Requisitos do exercício
1. Transcreva do texto sobre estereótipos o trecho que começa nas palavras "Quando uma criança" e termina depois das palavras "de si mesma.".
2. Retome o texto sobre estereótipos nas atividades artísticas infantis e dê continuidade a ele a partir da última frase apresentada.

Estereótipos


Quando uma criança inserida num grupo de arte apresenta resultados continuamente estereotipados, é importante que os profissionais estejam conscientes de que para ela é antes de tudo extremamente empobrecedor e sofrido manter-se nesta posição tão distante de si mesma.

Profissionais precisam lembrar que produtos estereotipados não estão isolados de um comportamento também estereotipado. Comumente, crianças que fazem uso do estereótipo como recurso para um suposto fazer artístico, apresentam dificuldades para estabelecer um diálogo com elas mesmas (que pode ser observado a partir da qualidade e da pouca intensidade de suas escolhas e opiniões) e consequentemente também com o outro, dificultando assim o saudável processo de socialização que todo indivíduo necessita e tem direito.

A distância do “eu”, que o estereótipo provoca, certamente protege porque não expõe o verdadeiro indivíduo, mas também o distancia de aquisições genuínas e da possibilidade de um desenvolvimento sadio, ou seja: a repetição do conhecido (ação estereotipada), produz uma forte restrição no processo de desenvolvimento. Nesses casos, percebe-se que, para defender-se do erro e do fracasso, o indivíduo passa a não ousar, criando assim um comportamento que não permite que ele viva e realize conquistas. Frente a esses sintomas, que tornam essas crianças cada vez mais desinteressadas pelas experiências artísticas, pode-se priorizar outros caminhos criativos, como os de transformação de gestos, sons e objetos do cotidiano, ao invés de pinturas, colagens, desenhos e esculturas que deixam registros permanentes (criam produtos) e por isso, podem comprometer suas defesas. Esses caminhos sugeridos podem ser mais fáceis de serem experimentados e assim facilitar a dissociação da criança do estereótipo.

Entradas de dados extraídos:
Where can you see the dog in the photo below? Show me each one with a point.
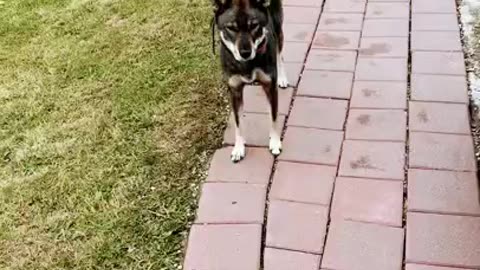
(251, 38)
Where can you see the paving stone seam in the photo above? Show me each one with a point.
(443, 213)
(263, 244)
(329, 217)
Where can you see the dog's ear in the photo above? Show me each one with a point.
(262, 3)
(221, 4)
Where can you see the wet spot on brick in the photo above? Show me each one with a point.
(335, 20)
(422, 116)
(363, 119)
(301, 35)
(369, 92)
(376, 48)
(330, 40)
(362, 163)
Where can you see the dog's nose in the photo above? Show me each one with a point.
(245, 54)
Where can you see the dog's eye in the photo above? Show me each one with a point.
(232, 28)
(254, 27)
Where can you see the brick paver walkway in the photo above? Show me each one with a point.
(378, 169)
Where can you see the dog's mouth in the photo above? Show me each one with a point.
(259, 46)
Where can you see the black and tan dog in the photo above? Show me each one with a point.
(252, 39)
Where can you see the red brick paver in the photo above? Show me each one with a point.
(359, 246)
(231, 203)
(218, 247)
(377, 169)
(443, 240)
(296, 226)
(368, 200)
(278, 259)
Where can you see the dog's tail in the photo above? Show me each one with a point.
(213, 34)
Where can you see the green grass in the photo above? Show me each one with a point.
(109, 113)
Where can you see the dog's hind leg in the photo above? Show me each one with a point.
(238, 152)
(271, 92)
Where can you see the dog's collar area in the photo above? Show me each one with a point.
(262, 48)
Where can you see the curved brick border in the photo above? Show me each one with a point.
(360, 150)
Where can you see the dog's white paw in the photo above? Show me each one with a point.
(275, 146)
(282, 82)
(238, 152)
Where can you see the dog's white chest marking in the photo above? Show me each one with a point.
(257, 75)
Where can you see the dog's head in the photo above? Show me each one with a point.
(242, 25)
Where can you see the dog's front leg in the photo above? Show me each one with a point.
(236, 94)
(282, 74)
(271, 91)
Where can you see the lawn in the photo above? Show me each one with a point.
(109, 113)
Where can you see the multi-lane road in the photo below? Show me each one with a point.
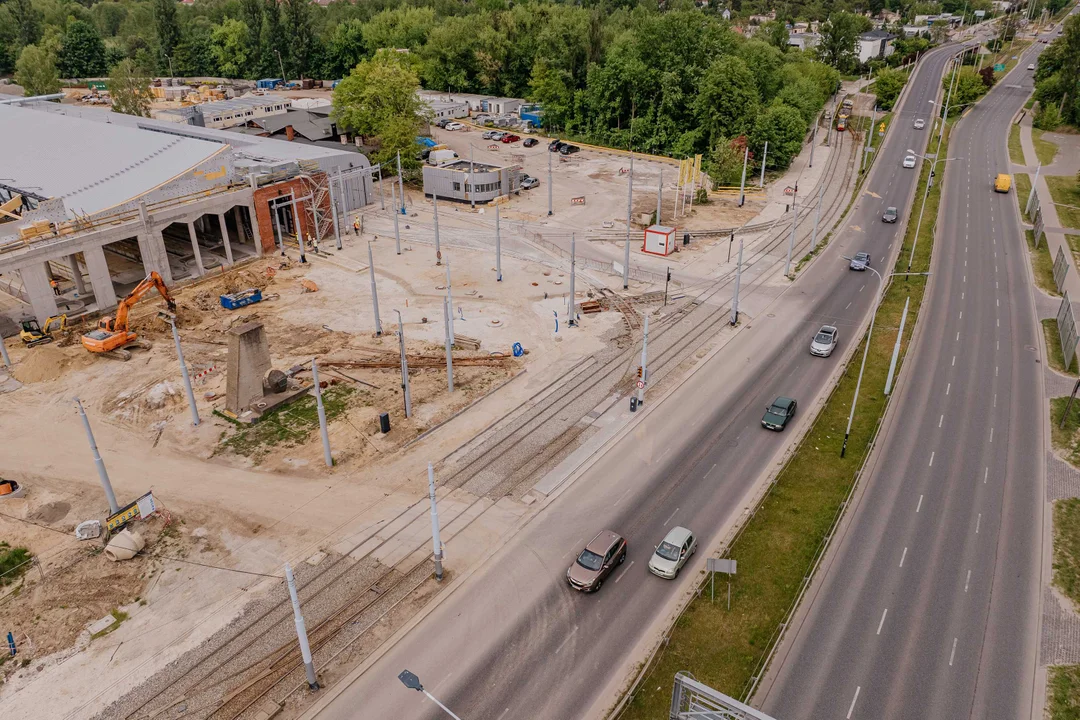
(929, 607)
(514, 640)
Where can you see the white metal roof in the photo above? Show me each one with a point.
(91, 166)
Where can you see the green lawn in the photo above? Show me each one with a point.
(779, 544)
(1015, 150)
(1043, 148)
(1063, 693)
(1066, 195)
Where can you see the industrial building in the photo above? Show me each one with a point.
(93, 201)
(470, 181)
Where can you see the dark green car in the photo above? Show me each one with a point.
(778, 413)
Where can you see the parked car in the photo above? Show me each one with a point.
(824, 342)
(860, 261)
(596, 561)
(673, 553)
(778, 413)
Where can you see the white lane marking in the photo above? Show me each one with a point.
(562, 644)
(852, 708)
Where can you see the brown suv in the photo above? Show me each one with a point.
(596, 561)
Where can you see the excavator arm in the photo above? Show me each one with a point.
(150, 282)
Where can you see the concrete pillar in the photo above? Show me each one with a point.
(80, 285)
(38, 289)
(100, 280)
(225, 236)
(194, 249)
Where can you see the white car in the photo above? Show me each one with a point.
(673, 553)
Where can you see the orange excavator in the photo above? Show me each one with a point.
(111, 337)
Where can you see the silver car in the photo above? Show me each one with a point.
(824, 342)
(673, 553)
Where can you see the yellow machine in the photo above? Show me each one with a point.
(111, 337)
(31, 334)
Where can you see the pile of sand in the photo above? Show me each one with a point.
(46, 363)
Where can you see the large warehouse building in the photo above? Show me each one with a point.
(92, 201)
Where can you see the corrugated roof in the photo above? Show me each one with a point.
(92, 167)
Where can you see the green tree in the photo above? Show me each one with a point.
(130, 89)
(839, 38)
(82, 54)
(36, 71)
(230, 42)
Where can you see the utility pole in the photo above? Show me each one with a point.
(434, 524)
(742, 186)
(401, 339)
(630, 204)
(322, 415)
(498, 246)
(449, 345)
(645, 371)
(765, 157)
(102, 474)
(734, 300)
(439, 253)
(184, 368)
(375, 293)
(574, 263)
(449, 298)
(301, 630)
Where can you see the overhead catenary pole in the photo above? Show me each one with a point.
(322, 415)
(401, 340)
(630, 204)
(375, 293)
(435, 541)
(103, 475)
(301, 630)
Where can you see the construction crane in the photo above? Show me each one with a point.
(111, 337)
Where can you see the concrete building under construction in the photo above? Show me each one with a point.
(92, 201)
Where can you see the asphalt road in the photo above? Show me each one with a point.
(929, 607)
(515, 641)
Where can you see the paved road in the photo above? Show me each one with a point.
(515, 641)
(929, 608)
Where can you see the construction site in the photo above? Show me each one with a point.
(261, 344)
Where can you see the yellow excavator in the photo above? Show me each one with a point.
(31, 334)
(111, 337)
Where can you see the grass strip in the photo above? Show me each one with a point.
(1063, 693)
(1065, 191)
(1015, 149)
(1054, 354)
(1043, 148)
(780, 543)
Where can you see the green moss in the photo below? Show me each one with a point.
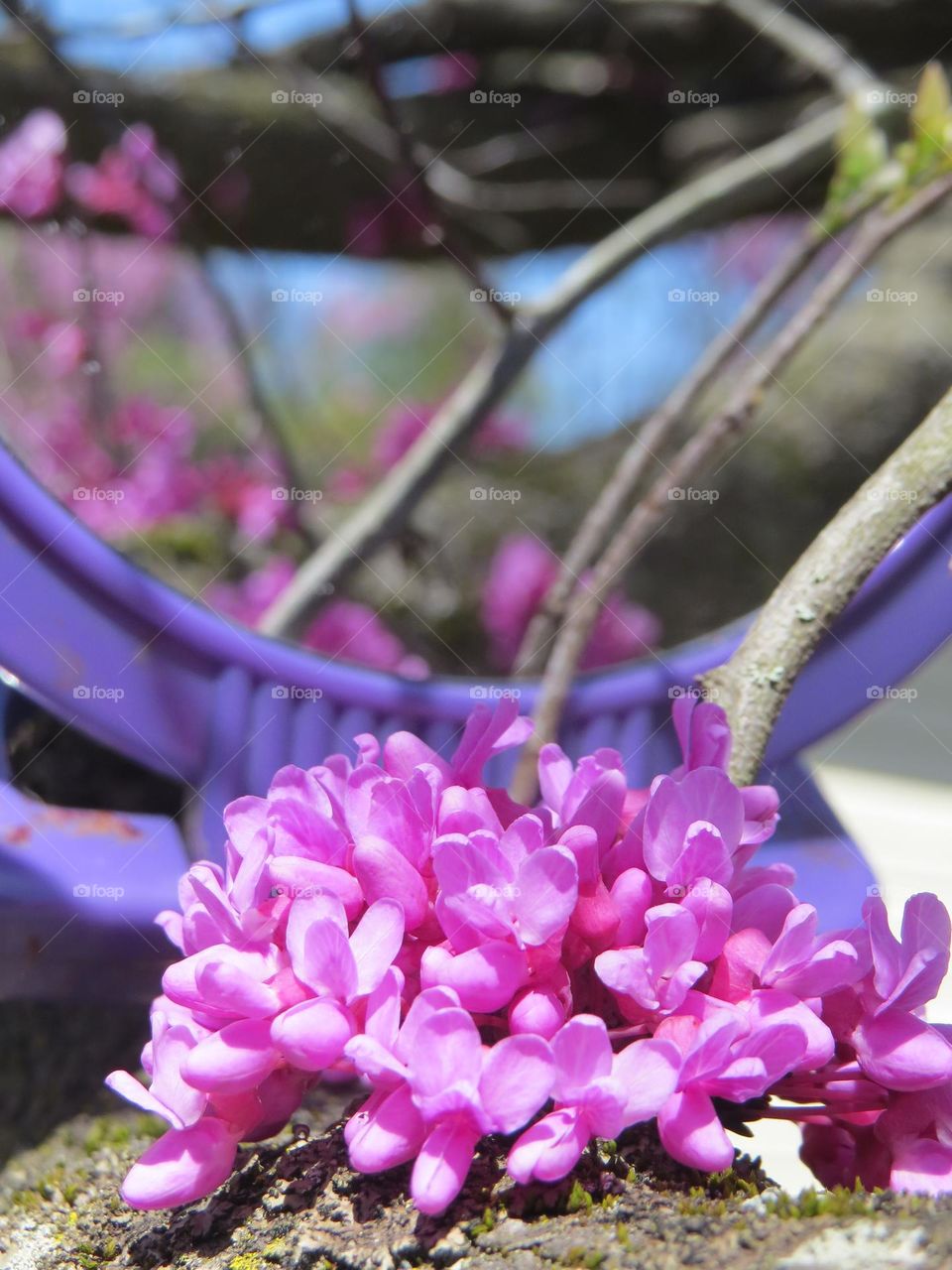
(246, 1261)
(107, 1133)
(579, 1199)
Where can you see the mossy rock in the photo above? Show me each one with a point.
(295, 1203)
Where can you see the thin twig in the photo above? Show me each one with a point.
(639, 456)
(756, 683)
(694, 460)
(268, 423)
(500, 366)
(805, 44)
(412, 172)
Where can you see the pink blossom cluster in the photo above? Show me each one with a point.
(134, 180)
(552, 974)
(341, 627)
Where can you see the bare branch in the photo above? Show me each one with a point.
(805, 44)
(693, 460)
(414, 176)
(494, 375)
(756, 683)
(652, 437)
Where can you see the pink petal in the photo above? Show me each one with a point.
(549, 1148)
(540, 1014)
(901, 1052)
(648, 1071)
(302, 879)
(376, 943)
(548, 888)
(485, 978)
(384, 873)
(761, 813)
(583, 1053)
(555, 772)
(447, 1052)
(692, 1133)
(232, 1060)
(517, 1080)
(705, 855)
(386, 1132)
(712, 908)
(923, 1167)
(227, 987)
(181, 1166)
(442, 1166)
(312, 1034)
(633, 893)
(382, 1014)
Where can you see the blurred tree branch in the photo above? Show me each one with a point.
(693, 461)
(756, 683)
(391, 502)
(620, 144)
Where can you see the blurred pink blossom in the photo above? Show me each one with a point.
(132, 180)
(32, 166)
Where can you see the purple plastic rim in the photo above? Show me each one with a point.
(77, 612)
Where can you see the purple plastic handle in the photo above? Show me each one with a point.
(189, 694)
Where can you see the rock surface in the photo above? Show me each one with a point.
(294, 1203)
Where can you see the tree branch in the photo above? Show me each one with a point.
(498, 370)
(643, 451)
(756, 683)
(692, 461)
(806, 44)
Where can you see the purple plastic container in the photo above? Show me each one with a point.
(218, 707)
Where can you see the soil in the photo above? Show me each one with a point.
(294, 1203)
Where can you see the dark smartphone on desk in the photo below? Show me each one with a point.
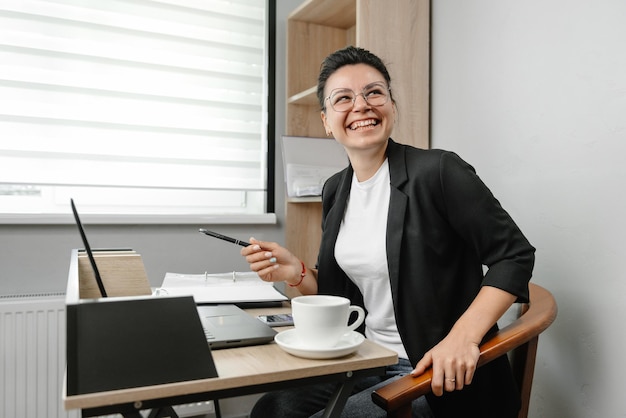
(277, 320)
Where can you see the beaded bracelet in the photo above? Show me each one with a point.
(302, 274)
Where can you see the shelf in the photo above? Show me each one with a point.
(311, 199)
(334, 13)
(307, 97)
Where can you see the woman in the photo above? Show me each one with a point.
(405, 234)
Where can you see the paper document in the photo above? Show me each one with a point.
(232, 287)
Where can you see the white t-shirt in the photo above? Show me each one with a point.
(361, 252)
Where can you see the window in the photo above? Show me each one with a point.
(137, 109)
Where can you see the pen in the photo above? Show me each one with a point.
(224, 237)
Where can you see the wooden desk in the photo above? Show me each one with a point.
(243, 371)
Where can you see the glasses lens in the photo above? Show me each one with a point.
(376, 95)
(342, 99)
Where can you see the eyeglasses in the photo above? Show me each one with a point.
(342, 100)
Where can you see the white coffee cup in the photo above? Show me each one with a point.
(322, 320)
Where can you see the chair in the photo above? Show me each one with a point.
(518, 339)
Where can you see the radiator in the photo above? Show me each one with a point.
(32, 360)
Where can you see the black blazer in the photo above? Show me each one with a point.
(443, 225)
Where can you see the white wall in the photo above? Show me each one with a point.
(533, 94)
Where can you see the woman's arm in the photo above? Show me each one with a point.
(274, 263)
(455, 358)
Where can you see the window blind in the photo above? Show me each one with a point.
(138, 103)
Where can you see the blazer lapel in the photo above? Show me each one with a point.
(397, 209)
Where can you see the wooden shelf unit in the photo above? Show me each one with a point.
(399, 33)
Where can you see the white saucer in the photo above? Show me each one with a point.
(349, 343)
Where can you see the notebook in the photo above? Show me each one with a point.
(224, 325)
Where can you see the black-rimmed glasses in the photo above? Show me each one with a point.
(342, 100)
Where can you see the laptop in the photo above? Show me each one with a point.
(224, 326)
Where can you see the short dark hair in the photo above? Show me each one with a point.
(350, 55)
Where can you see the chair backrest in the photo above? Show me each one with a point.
(519, 339)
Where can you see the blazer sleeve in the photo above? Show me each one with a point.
(480, 220)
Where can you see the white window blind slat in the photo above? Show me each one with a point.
(161, 95)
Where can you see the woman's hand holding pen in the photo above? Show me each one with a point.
(272, 262)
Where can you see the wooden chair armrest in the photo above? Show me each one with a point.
(540, 314)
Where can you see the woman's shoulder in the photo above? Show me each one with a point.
(427, 159)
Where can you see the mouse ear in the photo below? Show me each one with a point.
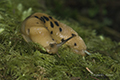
(64, 41)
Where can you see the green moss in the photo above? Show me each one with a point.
(20, 60)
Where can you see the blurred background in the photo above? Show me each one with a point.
(100, 15)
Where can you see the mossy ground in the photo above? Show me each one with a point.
(28, 61)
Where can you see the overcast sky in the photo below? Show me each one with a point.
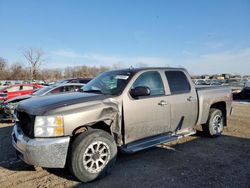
(205, 36)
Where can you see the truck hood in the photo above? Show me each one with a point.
(18, 99)
(41, 105)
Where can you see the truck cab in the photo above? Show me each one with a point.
(128, 109)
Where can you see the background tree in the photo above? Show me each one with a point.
(35, 58)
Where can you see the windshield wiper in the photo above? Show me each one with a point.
(93, 91)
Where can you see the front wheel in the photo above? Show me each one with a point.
(93, 155)
(215, 123)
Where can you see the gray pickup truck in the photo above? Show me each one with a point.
(129, 110)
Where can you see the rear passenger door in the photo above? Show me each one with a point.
(183, 100)
(149, 115)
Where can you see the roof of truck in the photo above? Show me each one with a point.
(134, 70)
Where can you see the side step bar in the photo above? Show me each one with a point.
(153, 141)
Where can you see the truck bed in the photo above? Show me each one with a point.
(209, 95)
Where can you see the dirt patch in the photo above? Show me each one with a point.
(194, 161)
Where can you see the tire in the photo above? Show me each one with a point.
(89, 150)
(215, 123)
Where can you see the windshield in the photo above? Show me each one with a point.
(108, 83)
(45, 90)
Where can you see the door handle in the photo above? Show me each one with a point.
(190, 99)
(162, 103)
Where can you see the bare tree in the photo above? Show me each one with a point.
(35, 58)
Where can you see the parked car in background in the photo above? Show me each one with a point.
(9, 106)
(17, 90)
(200, 82)
(215, 83)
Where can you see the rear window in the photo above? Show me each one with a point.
(178, 82)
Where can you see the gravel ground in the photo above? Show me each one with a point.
(195, 161)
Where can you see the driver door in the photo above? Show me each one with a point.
(149, 115)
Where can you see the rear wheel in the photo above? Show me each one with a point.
(215, 124)
(93, 155)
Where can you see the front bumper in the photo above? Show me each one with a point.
(44, 152)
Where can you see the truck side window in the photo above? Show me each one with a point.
(178, 82)
(152, 80)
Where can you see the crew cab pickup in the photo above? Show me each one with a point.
(129, 110)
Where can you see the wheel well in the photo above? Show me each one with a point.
(222, 107)
(98, 125)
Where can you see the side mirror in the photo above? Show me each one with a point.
(140, 91)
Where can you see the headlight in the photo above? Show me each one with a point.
(49, 126)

Respostas apresentadas
1.
Quando uma criança inserida num grupo de arte apresenta resultados continuamente estereotipados, é importante que os profissionais estejam conscientes de que para ela é antes de tudo extremamente empobrecedor e sofrido manter-se nesta posição tão distante de si mesma.

2.
Certa vez uma professora de um dos núcleos do projeto “Eu sou” trouxe para a supervisão a seguinte situação:
Um menino de sua turma vinha apresentando um comportamento agressivo especialmente com ela e com a professora assistente. Ao aprofundarmos um pouco mais a observação sobre ele e considerando outros aspectos do seu comportamento, podia-se perceber que ele não era nada agressivo com colegas ou displicente com o material, espaço ou ele próprio.

Na observação de seu processo bem como de seus produtos, era notável o desenvolvimento técnico de seu desenho, considerando seus 10 anos de idade. Demonstrava ser um bom observador de imagens, refletindo essa capacidade através dos recursos de perspectiva que utilizava. No entanto apesar da técnica sedutora aos olhos de qualquer um, seus trabalhos escondiam um processo estereotipado e por tanto sem qualquer subjetivação. A arte para esse aluno, não passava pelo recurso criativo da transformação. Na verdade ele não fazia arte, apenas reproduzia o que seus olhos detalhistas viam, sem passar pelos olhos de sua alma.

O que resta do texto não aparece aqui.